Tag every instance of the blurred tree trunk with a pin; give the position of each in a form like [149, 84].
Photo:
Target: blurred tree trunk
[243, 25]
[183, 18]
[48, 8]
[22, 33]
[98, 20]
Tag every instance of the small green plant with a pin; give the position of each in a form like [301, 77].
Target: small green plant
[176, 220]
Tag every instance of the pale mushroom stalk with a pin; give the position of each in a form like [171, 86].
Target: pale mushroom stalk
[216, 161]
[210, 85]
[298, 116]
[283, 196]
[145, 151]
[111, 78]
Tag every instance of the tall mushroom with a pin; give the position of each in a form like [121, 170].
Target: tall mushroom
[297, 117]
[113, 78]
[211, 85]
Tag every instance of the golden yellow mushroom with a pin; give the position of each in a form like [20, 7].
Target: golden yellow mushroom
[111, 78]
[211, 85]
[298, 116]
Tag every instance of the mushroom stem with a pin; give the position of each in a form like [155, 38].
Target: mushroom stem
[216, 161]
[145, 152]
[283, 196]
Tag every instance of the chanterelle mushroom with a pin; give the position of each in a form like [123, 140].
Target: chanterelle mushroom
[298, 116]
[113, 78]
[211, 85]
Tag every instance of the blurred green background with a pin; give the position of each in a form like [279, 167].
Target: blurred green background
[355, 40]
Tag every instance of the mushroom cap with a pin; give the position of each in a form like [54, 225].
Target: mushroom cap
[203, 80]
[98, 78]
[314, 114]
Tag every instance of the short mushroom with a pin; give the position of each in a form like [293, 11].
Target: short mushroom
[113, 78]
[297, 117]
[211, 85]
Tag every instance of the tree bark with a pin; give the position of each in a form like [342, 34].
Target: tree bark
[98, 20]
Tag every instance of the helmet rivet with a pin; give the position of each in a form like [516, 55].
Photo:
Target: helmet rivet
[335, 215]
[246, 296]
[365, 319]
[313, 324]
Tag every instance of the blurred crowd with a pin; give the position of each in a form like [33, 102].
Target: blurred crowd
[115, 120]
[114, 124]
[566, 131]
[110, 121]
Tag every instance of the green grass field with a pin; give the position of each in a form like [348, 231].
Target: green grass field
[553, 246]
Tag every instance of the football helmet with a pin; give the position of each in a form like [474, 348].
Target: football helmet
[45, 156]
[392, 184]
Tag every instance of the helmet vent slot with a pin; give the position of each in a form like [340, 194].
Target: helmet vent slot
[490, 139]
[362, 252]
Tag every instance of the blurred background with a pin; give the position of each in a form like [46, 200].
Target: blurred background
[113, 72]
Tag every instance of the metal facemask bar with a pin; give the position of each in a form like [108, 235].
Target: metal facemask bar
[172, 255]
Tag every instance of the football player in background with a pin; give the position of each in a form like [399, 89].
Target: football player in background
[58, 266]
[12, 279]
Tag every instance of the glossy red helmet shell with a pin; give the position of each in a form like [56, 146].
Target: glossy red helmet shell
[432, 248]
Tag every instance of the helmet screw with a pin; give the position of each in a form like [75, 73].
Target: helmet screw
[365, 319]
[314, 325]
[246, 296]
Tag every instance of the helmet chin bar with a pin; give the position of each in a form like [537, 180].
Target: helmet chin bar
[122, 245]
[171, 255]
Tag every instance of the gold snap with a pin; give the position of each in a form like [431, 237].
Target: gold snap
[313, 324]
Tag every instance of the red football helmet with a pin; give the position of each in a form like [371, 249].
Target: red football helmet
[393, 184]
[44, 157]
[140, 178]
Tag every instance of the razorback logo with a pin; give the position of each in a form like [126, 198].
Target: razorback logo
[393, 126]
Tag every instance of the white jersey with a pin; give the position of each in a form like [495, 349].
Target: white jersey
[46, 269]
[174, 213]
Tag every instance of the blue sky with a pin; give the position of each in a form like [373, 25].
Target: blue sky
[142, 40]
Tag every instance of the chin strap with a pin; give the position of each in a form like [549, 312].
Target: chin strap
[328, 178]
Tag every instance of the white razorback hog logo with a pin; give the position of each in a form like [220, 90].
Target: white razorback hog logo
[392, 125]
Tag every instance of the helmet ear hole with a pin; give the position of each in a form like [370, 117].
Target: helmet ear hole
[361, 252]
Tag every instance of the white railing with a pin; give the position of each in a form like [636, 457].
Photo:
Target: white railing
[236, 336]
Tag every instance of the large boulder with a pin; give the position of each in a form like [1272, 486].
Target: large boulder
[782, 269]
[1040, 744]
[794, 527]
**********
Exercise:
Extract the complete listing above, reproducing each line exactly.

Reply:
Tag every instance of the blurred tree trunk with a pin; give the position of each in a form like [149, 84].
Photo:
Target: blurred tree trunk
[243, 25]
[183, 18]
[48, 8]
[22, 33]
[98, 20]
Tag every instance of the small green plant with a pin; give the position of each in a form like [301, 77].
Target: small green plant
[176, 220]
Tag every instance of the pale mushroom stalk with a pin; give the position of each in a form like [171, 86].
Target: pale mushroom stalk
[216, 161]
[210, 85]
[298, 116]
[283, 196]
[145, 151]
[111, 78]
Tag every instance of the tall mushroom with a pin; give the position of each in a form like [121, 170].
Target: tall mushroom
[297, 117]
[113, 78]
[211, 85]
Tag every instance of the golden yellow mushroom with a pin; give the position of each in a form like [20, 7].
Target: golden yellow mushroom
[111, 78]
[211, 85]
[298, 116]
Tag every instance of the mushroom stem with a pin; give the position of each in a form like [155, 38].
Target: mushroom stem
[216, 161]
[145, 152]
[283, 196]
Tag every instance of the chanterelle mushroom with a pin; give the position of each in a form like [123, 140].
Target: chanterelle mushroom
[298, 116]
[113, 78]
[211, 85]
Tag every instance of the blurred green background with a pin; give the position of each in a form like [279, 167].
Target: blurred green background
[355, 40]
Tag every instance of the mushroom cap with a pin; give the position of each in a form like [54, 225].
Target: mushroom cap
[203, 80]
[98, 78]
[314, 114]
Tag every instance of the short mushroom with a pin; give the position of each in a form like [293, 11].
Target: short mushroom
[113, 78]
[297, 117]
[211, 85]
Tag every instance of the tree bark with a pin; give the position of each in a form like [342, 34].
Target: tree bark
[98, 20]
Tag every instance of the helmet rivet with a pin; give the position of each in a form like [516, 55].
Photo:
Target: helmet rivet
[335, 215]
[246, 296]
[365, 319]
[313, 324]
Tag every instance of the blurred crowd with a pin; give the position of each in a form like [33, 102].
Target: blurred crowd
[115, 120]
[114, 124]
[566, 131]
[110, 121]
Tag every instance of the green grass field with a pin; give the position of each in a form like [348, 231].
Target: green grass field
[553, 246]
Tag every instance of the football helmet with a pin; give the position of each in a form like [474, 348].
Target: football helmet
[45, 156]
[392, 184]
Tag every instance of the helmet vent slot with a pin; give the position of each in a form like [340, 194].
Target: helmet vent slot
[490, 139]
[362, 252]
Tag every instance of the blurred background with a pin; give the position of each in a form like [46, 200].
Target: blurred background
[113, 72]
Tag every instance of the metal facemask bar with a pin; give the position of each in a form like [108, 235].
Target: metal facemask bar
[172, 255]
Tag every instance of the football player in background with a pin; give the position of each in a form like [399, 89].
Target: football player in background
[58, 266]
[12, 279]
Tag every instance of the glossy red helmet shell with a pin; give the position of each in a form like [56, 146].
Target: glossy red helmet shell
[432, 248]
Tag every instance of the helmet screw with a pin; give the position of each in a form like [75, 73].
Target: helmet screw
[365, 319]
[314, 325]
[246, 296]
Tag every instance of the helmet chin bar with a pin; give the position of each in a form like [537, 180].
Target: helmet chin bar
[122, 245]
[171, 255]
Tag every instance of the gold snap with a pin; give the position of each in a form like [431, 237].
Target: gold snap
[313, 324]
Tag every instance of the red football helmet with a pin; give the position of each in a form like [371, 249].
Target: red football helmet
[393, 184]
[44, 157]
[140, 178]
Tag every instance of the razorback logo with a pin; give the position of each in a form like [126, 198].
Target: razorback logo
[393, 126]
Tag every instance of the white jersey with a pin; give the position of each in a form like [495, 349].
Target: white jersey
[46, 269]
[174, 213]
Tag every instance of the blue sky with a pin; give the position of each in a form like [373, 25].
Target: blue sky
[142, 40]
Tag every instance of the chin strap with a pin; give the position of each in a form like [549, 312].
Target: chin strap
[328, 178]
Tag every instance of the white razorback hog logo with a pin; give the position of each in a form like [220, 90].
Target: white razorback hog logo
[392, 125]
Tag every instance of the helmet ear hole with a pin; give the position of each in a form like [370, 117].
Target: helmet ear hole
[361, 252]
Tag every instance of the white railing with a pin; give the position of each in a form like [636, 457].
Photo:
Target: white railing
[236, 336]
Tag every instance of the large boulder with a pin; give the position of each in a form like [1272, 486].
Target: large boulder
[782, 269]
[1040, 744]
[794, 527]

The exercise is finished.